Begin Excerpt
12. Download the latest Wine wrappers, save them to Wine's windows/system32 directory, and create a few symlinks:
Code: Select all
cd ~/.wine/drive_c/windows/system32
wget http://www.linuxfah.info/wrapper-3.0/cudart/cudart.dll.so
wget http://www.linuxfah.info/wrapper-3.0/cufft/cufft.dll.so
ln -s cudart.dll.so cudart32_30_14.dll
ln -s cudart.dll.so cudart.dll
ln -s cudart.dll.so nvcuda.dll
ln -s cufft.dll.so cufft32_30_14.dll
ln -s cufft.dll.so cufft.dll

13. Test to make sure the wrapper is properly linked:
Code: Select all
ldd ~/.wine/drive_c/windows/system32/cudart.dll
The output should look something like this:
Code: Select all
        linux-gate.so.1 =>  (0xf7706000)
        libcudart.so.3 => /usr/local/cuda/lib/libcudart.so.3 (0xf7697000)
        libwine.so.1 => /usr/lib32/libwine.so.1 (0xf7556000)
        libm.so.6 => /lib32/libm.so.6 (0xf752f000)
        libc.so.6 => /lib32/libc.so.6 (0xf73cc000)
        libdl.so.2 => /lib32/libdl.so.2 (0xf73c8000)
        libpthread.so.0 => /lib32/libpthread.so.0 (0xf73af000)
        librt.so.1 => /lib32/librt.so.1 (0xf73a6000)
        libstdc++.so.6 => /usr/lib32/libstdc++.so.6 (0xf72b7000)
        libgcc_s.so.1 => /usr/lib32/libgcc_s.so.1 (0xf72a7000)
        /lib/ld-linux.so.2 (0xf7707000)
If you see any of the libraries with "not found" then the linking didn't work. Go back to step 10.

14. Create the following script to initialize CUDA without running X:
Code: Select all
cd
nano -w cudainit
Paste the following into the file:
Code: Select all
#!/bin/bash

PATH=$PATH:/usr/local/cuda/bin

modprobe nvidia

if [ "$?" -eq 0 ]; then

# Count the number of NVIDIA controllers found.
N3D=`/usr/bin/lspci | grep -i NVIDIA | grep "3D controller" | wc -l`
NVGA=`/usr/bin/lspci | grep -i NVIDIA | grep "VGA compatible controller" | wc -l`

N=`expr $N3D + $NVGA - 1`
for i in `seq 0 $N`; do
mknod -m 666 /dev/nvidia$i c 195 $i;
done

mknod -m 666 /dev/nvidiactl c 195 255

else
exit 1
fi
To exit nano and save the file, hit CTRL-X.

15. Make the cudainit file executable.
Code: Select all
chmod u+x cudainit

16. Run the cudainit script as root.
Code: Select all
sudo ./cudainit
You should now have a few extra devices in /dev; check to make sure:
Code: Select all
ls /dev/nv*
If you have one video card, you should see the following:
Code: Select all
/dev/nvidia0  /dev/nvidiactl
You will need to rerun this script before starting the client whenever you reboot your system. You may want to include this in a login/startup script so it executes automatically whenever you reboot.
End Excerpt
Begin Excerpted data
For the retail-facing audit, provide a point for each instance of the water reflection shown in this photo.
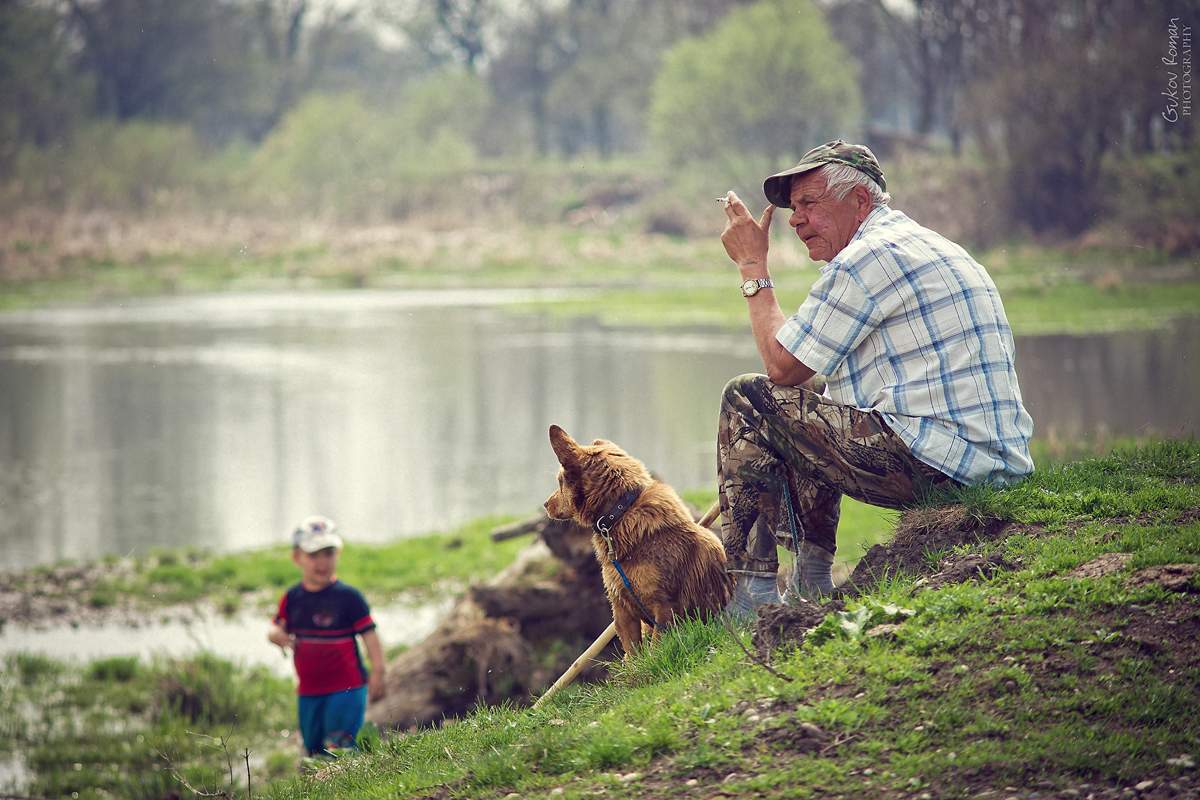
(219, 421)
End Excerpted data
Begin Excerpted data
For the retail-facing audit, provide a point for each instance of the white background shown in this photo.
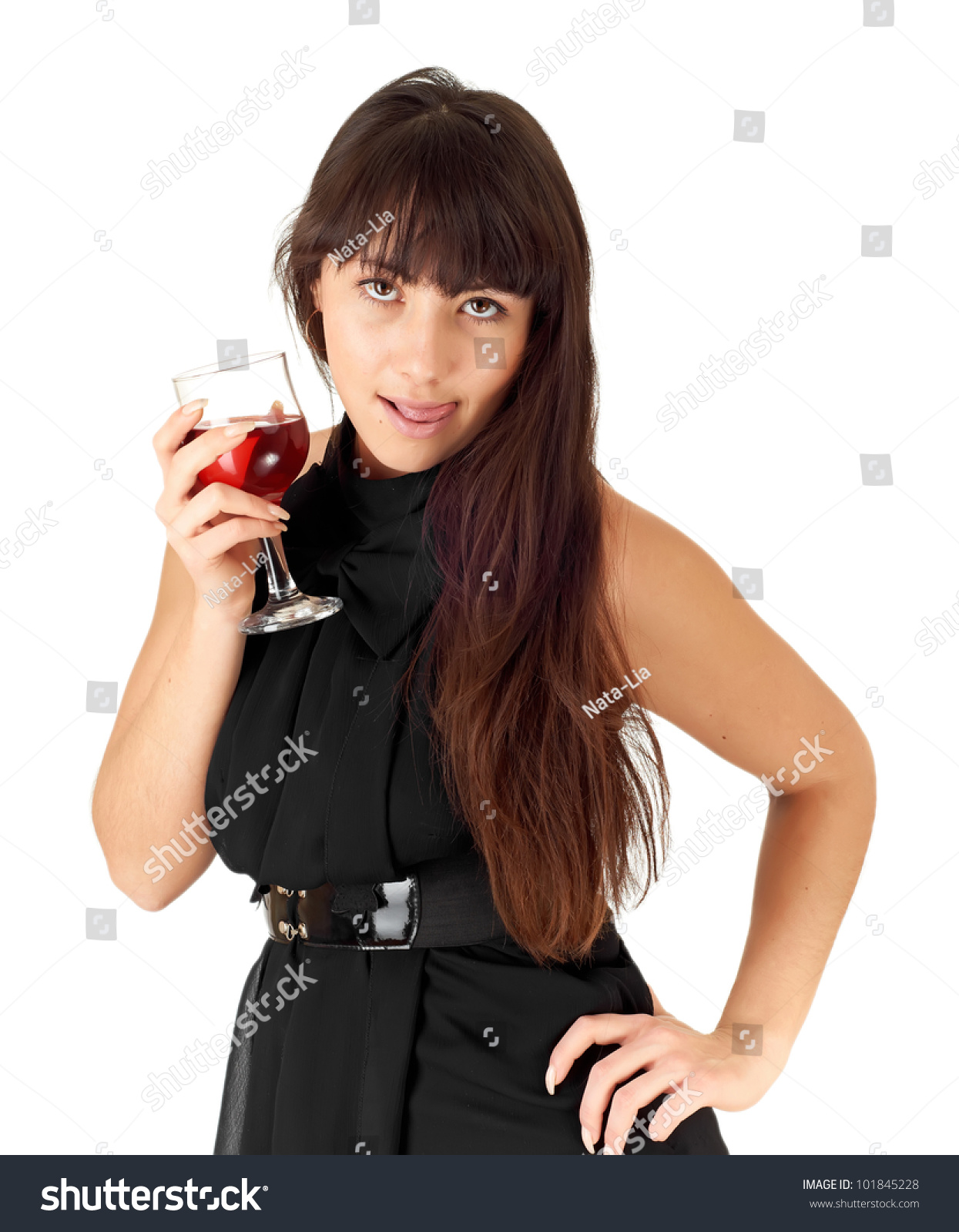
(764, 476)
End Excerpted data
__Actions to take__.
1. In the Wine and CUDA setup guide, rewrite everything from "libm.so.6 => /lib32/libm.so.6" down to "libpthread.so.0 => /lib32/libpthread.so.0 (0xf73af000)", swapping "libdl.so.2" for "libdl.so.3".
2. Pick up the Wine and CUDA setup guide after its final sentence and keep writing it.

__Outputs by task__.
1.
libm.so.6 => /lib32/libm.so.6 (0xf752f000)
        libc.so.6 => /lib32/libc.so.6 (0xf73cc000)
        libdl.so.3 => /lib32/libdl.so.3 (0xf73c8000)
        libpthread.so.0 => /lib32/libpthread.so.0 (0xf73af000)

2.
17. Time to download the console version of the GPU3 folding client (finally!):
Code: Select all
wget http://www.stanford.edu/~friedrim/.Folding@home-Win32-GPU_XP-631.zip -O Folding@home-Win32-GPU_XP-631.zip

18. Ubuntu doesn't come with an unzip program, so we'll install it:
Code: Select all
sudo apt-get install unzip

19. Create a directory to keep your folding files, then unzip the client into it, and delete the Stanford-supplied .dll files:
Code: Select all
mkdir ~/fahgpu3
unzip Folding@home-Win32-GPU_XP-631.zip -d fahgpu3
rm ~/fahgpu3/*.dll

20. Time for the moment of truth: let's start the client! For all GeForce cards in the 8 series, 9 series, 100 series, 200 series, and 300 series (non-Fermi):
Code: Select all
cd ~/fahgpu3
nice wine Folding@home-Win32-GPU.exe -verbosity 9 -forcegpu nvidia_g80
For all 400-series (Fermi) GeForce cards:
Code: Select all
cd ~/fahgpu3
nice wine Folding@home-Win32-GPU.exe -verbosity 9 -forcegpu nvidia_fermi
If you have more than one video card, you can run a separate instance of the client using the -gpu flag. Use -gpu 0 for the first card, then -gpu 1 for the second card, etc. If you have only one card, you don't need the -gpu flag. Make sure that you assign different Machine IDs during the configuration if you run more than one client!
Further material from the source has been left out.